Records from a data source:

========================

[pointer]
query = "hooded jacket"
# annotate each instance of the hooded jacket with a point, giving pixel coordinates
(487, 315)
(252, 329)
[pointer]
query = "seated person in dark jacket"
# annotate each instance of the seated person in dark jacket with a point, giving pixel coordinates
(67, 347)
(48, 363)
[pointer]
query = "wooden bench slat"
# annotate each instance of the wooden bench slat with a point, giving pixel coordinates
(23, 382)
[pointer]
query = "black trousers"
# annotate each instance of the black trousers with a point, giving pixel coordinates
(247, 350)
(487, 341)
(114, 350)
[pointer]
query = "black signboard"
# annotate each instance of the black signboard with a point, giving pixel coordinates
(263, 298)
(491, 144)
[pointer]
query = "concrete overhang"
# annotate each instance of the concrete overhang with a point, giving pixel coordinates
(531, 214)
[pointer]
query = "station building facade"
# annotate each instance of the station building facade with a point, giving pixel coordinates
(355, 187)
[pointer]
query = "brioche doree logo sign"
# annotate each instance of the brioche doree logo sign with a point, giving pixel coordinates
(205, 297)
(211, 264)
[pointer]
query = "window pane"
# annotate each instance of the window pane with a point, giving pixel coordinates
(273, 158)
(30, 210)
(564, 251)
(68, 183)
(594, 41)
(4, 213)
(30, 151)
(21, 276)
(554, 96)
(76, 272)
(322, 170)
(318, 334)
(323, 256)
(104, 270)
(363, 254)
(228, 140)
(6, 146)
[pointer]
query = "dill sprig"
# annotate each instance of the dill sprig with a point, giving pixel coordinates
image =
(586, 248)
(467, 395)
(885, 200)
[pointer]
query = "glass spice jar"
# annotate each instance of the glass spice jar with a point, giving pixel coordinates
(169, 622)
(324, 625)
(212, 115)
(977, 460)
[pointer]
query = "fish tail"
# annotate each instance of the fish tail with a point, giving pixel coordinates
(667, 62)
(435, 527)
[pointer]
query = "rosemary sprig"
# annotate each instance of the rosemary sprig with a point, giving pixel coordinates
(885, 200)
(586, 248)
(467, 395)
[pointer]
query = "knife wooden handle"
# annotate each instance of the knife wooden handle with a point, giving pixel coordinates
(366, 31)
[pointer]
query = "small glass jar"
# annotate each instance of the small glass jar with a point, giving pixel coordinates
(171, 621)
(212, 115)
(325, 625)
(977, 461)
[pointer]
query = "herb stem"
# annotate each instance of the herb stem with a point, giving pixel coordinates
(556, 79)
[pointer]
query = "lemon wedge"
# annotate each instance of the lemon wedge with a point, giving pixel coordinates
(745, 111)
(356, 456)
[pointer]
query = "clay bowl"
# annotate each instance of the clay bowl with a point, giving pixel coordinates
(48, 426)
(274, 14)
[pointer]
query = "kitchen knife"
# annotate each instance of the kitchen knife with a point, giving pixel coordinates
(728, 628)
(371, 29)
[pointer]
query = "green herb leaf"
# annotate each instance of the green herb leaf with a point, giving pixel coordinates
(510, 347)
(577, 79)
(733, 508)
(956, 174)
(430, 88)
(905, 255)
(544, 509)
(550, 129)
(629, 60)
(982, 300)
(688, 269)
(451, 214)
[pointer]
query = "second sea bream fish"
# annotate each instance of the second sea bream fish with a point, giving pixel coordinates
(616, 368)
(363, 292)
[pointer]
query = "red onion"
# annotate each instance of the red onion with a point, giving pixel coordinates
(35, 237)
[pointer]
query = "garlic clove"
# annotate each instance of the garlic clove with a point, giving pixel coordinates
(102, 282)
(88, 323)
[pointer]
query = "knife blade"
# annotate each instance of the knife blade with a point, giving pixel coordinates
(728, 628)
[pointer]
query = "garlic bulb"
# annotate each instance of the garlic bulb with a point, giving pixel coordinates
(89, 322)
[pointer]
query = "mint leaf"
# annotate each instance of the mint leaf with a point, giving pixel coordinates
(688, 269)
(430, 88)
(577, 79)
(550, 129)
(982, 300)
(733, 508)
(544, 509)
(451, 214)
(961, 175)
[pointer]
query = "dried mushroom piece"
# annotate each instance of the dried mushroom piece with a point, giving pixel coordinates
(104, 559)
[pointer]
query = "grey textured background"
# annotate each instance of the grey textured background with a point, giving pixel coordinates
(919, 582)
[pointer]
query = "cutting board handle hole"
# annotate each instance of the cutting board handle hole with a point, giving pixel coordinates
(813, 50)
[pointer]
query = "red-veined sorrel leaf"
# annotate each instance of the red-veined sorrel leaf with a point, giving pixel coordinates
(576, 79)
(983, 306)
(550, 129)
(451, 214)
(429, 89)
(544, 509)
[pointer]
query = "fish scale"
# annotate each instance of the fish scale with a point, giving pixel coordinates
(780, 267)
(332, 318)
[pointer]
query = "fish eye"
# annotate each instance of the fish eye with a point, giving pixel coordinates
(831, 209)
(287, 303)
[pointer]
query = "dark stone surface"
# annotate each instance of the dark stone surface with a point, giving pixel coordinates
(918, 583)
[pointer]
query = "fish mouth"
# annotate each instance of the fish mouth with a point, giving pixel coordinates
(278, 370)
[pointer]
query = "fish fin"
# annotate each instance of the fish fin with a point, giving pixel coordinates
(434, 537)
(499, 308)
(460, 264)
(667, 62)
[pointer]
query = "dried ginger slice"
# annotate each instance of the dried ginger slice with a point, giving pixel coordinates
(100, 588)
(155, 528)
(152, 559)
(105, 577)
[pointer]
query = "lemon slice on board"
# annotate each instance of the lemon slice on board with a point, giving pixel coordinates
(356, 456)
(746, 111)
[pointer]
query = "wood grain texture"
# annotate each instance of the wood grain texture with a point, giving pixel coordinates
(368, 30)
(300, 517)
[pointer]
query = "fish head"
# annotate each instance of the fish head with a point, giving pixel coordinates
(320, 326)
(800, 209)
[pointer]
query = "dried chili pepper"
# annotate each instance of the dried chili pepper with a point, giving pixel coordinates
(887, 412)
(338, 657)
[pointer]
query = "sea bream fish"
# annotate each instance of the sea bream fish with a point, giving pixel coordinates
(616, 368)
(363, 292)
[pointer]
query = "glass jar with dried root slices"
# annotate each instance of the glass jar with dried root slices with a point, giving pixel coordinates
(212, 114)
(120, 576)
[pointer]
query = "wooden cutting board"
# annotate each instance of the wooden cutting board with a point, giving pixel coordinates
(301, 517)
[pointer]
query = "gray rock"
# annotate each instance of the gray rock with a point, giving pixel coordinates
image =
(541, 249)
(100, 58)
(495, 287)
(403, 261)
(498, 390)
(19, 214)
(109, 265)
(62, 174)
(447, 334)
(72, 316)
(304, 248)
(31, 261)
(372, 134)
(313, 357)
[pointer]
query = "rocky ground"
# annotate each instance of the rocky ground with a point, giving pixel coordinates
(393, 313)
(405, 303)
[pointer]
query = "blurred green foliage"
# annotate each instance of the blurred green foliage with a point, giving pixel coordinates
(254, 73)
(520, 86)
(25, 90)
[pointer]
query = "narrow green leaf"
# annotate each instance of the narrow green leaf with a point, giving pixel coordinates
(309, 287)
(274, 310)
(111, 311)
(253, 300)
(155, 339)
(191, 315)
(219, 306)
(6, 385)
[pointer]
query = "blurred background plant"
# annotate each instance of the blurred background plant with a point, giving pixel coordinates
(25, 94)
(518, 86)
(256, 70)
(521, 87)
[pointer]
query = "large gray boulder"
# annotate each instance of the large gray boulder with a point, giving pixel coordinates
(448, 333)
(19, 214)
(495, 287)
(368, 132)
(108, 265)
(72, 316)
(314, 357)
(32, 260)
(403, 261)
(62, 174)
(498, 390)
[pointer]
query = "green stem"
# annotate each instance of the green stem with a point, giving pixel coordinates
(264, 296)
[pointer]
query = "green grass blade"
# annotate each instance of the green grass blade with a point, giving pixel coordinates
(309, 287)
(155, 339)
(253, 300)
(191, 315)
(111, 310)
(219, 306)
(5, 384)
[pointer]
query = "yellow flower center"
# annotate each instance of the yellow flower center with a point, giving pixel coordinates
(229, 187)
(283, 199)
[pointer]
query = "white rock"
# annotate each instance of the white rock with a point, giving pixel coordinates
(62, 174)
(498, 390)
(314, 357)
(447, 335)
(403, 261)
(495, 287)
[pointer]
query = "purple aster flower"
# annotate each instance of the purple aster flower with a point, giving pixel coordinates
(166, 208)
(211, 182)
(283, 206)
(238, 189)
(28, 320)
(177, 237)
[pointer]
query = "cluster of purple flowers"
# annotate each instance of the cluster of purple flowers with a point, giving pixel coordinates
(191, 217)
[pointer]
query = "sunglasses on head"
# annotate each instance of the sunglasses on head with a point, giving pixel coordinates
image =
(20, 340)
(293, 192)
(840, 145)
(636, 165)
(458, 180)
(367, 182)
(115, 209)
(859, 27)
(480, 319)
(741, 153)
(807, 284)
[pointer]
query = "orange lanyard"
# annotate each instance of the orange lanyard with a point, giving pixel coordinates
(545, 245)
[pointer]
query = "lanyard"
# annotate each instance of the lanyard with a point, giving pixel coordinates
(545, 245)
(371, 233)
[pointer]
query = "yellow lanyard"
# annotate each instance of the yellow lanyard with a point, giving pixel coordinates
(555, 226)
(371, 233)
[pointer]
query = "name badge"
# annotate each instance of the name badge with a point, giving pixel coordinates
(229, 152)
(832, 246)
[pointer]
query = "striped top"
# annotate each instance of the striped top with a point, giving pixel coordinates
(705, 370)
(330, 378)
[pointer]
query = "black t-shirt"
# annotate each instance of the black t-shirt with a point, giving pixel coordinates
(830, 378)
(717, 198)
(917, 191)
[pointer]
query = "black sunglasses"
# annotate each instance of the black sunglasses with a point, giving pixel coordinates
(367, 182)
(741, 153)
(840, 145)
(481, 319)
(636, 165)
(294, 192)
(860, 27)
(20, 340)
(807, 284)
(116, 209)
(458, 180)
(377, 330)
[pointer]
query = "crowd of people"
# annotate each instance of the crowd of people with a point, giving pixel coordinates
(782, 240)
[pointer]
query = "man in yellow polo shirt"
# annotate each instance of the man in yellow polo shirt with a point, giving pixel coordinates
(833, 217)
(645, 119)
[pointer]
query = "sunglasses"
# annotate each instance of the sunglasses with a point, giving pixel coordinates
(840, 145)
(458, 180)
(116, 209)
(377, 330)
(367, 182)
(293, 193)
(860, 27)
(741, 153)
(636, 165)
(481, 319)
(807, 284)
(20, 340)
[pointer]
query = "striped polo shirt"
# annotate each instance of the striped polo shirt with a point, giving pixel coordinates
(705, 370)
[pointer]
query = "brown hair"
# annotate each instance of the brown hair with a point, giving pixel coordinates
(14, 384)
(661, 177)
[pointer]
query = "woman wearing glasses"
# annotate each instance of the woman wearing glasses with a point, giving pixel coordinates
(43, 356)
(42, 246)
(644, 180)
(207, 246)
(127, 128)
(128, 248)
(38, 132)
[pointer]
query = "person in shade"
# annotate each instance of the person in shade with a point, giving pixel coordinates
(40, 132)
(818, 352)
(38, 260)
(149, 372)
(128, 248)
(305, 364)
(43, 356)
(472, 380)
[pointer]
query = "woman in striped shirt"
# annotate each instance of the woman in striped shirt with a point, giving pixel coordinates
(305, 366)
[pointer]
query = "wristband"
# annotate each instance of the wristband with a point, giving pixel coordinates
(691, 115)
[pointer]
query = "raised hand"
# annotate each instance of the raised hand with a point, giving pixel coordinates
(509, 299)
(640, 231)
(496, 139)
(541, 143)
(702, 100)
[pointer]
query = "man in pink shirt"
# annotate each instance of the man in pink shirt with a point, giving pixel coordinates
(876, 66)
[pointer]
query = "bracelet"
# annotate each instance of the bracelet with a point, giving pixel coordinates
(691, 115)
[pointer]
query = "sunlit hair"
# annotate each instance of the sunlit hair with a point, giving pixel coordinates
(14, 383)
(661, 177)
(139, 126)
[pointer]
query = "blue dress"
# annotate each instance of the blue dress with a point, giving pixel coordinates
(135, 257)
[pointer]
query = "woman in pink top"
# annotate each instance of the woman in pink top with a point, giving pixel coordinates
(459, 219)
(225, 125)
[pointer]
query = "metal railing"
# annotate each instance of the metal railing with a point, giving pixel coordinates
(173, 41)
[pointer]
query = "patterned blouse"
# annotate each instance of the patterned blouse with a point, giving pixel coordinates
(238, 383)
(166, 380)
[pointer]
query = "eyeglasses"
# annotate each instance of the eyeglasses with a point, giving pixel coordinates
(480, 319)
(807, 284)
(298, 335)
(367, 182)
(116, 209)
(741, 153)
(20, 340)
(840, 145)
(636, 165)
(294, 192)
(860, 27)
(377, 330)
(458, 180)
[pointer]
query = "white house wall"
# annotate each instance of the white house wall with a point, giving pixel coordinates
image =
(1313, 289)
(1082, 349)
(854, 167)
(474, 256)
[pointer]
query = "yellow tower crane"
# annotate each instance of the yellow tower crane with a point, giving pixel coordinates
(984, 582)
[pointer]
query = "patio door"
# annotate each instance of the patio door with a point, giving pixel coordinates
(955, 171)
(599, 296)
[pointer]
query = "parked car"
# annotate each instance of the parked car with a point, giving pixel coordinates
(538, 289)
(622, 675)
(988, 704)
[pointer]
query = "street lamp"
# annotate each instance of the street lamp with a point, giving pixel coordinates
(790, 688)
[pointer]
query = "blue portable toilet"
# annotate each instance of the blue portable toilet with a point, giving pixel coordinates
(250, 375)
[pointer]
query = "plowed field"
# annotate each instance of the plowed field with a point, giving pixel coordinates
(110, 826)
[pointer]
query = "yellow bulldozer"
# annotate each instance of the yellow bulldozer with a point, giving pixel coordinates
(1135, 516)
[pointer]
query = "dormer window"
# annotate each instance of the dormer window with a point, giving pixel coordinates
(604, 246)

========================

Exercise details:
Copy out every line of the records that the string "house" appears in.

Response box:
query = "white house wall"
# annotate each instance of the white house wall with a point, giving pixel coordinates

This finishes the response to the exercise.